● **What the task requires**: Can you copy out, word for word, the lines below, starting with the line that contains "Expected output: one point per instance of the crane" and going on through the end of the records?

● **Records for the exercise**:
------------------------
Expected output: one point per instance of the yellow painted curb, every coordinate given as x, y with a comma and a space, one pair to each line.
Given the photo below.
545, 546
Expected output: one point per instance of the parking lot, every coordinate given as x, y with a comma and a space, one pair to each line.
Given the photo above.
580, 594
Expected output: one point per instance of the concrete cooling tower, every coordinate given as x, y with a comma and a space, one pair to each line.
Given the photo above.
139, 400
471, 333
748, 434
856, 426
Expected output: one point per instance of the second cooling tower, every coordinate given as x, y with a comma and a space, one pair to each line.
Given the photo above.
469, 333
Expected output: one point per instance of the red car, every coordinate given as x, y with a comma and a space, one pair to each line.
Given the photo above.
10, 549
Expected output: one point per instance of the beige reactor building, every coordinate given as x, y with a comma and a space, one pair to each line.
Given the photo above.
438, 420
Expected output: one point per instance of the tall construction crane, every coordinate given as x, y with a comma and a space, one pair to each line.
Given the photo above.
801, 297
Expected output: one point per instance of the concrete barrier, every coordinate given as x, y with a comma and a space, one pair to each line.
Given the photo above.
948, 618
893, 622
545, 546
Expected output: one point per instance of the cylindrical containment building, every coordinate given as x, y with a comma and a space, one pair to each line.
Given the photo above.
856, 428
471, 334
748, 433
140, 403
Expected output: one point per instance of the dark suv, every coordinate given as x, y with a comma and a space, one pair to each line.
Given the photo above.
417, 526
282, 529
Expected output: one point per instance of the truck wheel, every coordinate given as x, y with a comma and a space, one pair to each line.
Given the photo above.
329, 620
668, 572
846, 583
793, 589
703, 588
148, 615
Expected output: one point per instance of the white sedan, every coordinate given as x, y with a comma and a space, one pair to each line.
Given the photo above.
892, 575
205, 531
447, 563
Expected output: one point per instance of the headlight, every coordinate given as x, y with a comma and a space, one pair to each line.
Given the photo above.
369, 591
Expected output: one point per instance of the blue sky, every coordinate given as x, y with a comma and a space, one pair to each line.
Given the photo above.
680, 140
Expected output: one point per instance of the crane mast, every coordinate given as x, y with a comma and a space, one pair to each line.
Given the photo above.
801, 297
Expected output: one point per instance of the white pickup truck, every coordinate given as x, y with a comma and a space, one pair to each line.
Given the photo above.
------------------------
● **Response to this exercise**:
Expected output: one point per instance of the crane mast, every coordinate given as x, y with a comma and a space, one pair to each line.
Given the photo above.
801, 297
Expected output: one point per instance of the white pickup truck, every coordinate given as x, y with a comma and a space, one pair to each line.
Given the photo above.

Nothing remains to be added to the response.